**Directive**
Quote each line of the material below in which the word "every" appears.

**Provided material**
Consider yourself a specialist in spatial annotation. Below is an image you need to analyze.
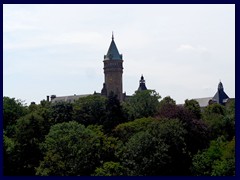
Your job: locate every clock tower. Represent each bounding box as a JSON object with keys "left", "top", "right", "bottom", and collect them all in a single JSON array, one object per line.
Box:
[{"left": 101, "top": 35, "right": 123, "bottom": 101}]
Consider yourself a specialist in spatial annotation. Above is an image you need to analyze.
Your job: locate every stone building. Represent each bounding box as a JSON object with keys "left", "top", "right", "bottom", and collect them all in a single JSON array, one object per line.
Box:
[
  {"left": 194, "top": 81, "right": 232, "bottom": 107},
  {"left": 47, "top": 35, "right": 147, "bottom": 102}
]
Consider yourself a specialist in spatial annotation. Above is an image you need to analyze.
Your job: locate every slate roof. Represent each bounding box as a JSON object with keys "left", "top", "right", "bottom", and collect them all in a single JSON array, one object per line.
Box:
[
  {"left": 104, "top": 37, "right": 122, "bottom": 60},
  {"left": 212, "top": 82, "right": 229, "bottom": 105},
  {"left": 194, "top": 97, "right": 212, "bottom": 107},
  {"left": 138, "top": 75, "right": 147, "bottom": 91},
  {"left": 51, "top": 94, "right": 92, "bottom": 103}
]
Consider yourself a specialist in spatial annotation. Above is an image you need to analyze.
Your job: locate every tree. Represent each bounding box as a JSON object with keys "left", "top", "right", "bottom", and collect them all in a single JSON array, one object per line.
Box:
[
  {"left": 159, "top": 96, "right": 176, "bottom": 110},
  {"left": 192, "top": 137, "right": 235, "bottom": 176},
  {"left": 3, "top": 97, "right": 27, "bottom": 137},
  {"left": 119, "top": 119, "right": 189, "bottom": 176},
  {"left": 184, "top": 99, "right": 201, "bottom": 119},
  {"left": 51, "top": 102, "right": 73, "bottom": 124},
  {"left": 123, "top": 90, "right": 161, "bottom": 120},
  {"left": 102, "top": 92, "right": 125, "bottom": 133},
  {"left": 3, "top": 135, "right": 17, "bottom": 176},
  {"left": 73, "top": 95, "right": 107, "bottom": 126},
  {"left": 11, "top": 113, "right": 48, "bottom": 175},
  {"left": 93, "top": 161, "right": 126, "bottom": 176},
  {"left": 113, "top": 117, "right": 156, "bottom": 143},
  {"left": 203, "top": 104, "right": 235, "bottom": 140},
  {"left": 156, "top": 104, "right": 209, "bottom": 154},
  {"left": 36, "top": 121, "right": 121, "bottom": 176}
]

**Solution to this exercise**
Your job: locate every clock tower. Represent each bounding box as a JSON object with keys "left", "top", "right", "bottom", and collect them all in a single JSON array, one object per line.
Your job: locate every stone building. Represent each bounding box as a JSON object with keys "left", "top", "right", "bottom", and collect them all in a single JSON array, one object per line.
Your job: locate every slate roof. Represent each bounding box as a JSON object with keys "left", "top", "right", "bottom", and collect them all in a single JSON array, one object per line.
Your job: locate every tree. Represent each bounding box as a JSON object with keys "left", "top", "right", "bottom", and collect them all in a single JSON array, one object per line.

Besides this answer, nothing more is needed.